____ DATA ENTRIES

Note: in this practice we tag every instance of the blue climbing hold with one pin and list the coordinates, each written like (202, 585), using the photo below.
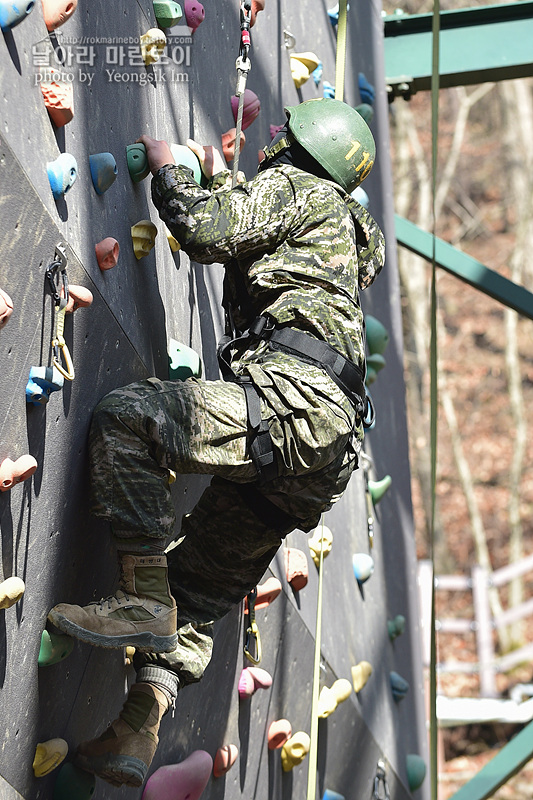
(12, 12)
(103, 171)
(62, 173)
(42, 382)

________
____ DATA ENTRIES

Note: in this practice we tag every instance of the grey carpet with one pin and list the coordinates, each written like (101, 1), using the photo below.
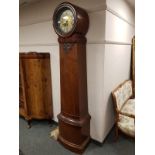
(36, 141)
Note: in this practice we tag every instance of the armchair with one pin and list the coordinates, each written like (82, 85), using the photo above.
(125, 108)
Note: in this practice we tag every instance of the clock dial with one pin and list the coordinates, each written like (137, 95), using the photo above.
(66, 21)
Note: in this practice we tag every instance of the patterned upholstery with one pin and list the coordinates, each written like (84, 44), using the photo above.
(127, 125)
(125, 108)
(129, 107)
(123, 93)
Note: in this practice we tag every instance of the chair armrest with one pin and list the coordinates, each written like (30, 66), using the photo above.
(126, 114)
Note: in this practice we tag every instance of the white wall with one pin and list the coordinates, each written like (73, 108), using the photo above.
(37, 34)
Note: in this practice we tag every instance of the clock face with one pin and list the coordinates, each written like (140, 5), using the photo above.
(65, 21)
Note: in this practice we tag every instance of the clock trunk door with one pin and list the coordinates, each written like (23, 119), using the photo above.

________
____ DATA ENTRIES

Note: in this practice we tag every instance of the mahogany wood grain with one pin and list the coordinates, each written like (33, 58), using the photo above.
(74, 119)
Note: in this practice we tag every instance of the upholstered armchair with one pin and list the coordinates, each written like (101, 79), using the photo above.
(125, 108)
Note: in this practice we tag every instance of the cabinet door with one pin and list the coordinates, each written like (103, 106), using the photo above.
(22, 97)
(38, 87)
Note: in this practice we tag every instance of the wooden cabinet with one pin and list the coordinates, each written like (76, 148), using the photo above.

________

AIM OF THE EXERCISE:
Give the lines of the records as a numbered list, starting at the line that contains "(140, 5), using the photo above." and ending at the line that contains "119), using the photo above.", with both of those lines included and blank lines left out.

SOLUTION TO THE PROBLEM:
1. Note: in this practice we tag every instance of the clock face with one pin and list the coordinates, each written like (140, 5), using the photo above.
2. (65, 21)
3. Note: in this practice we tag every instance of the clock trunk door with one pin and list the coordinates, each written like (23, 119), using the photo above.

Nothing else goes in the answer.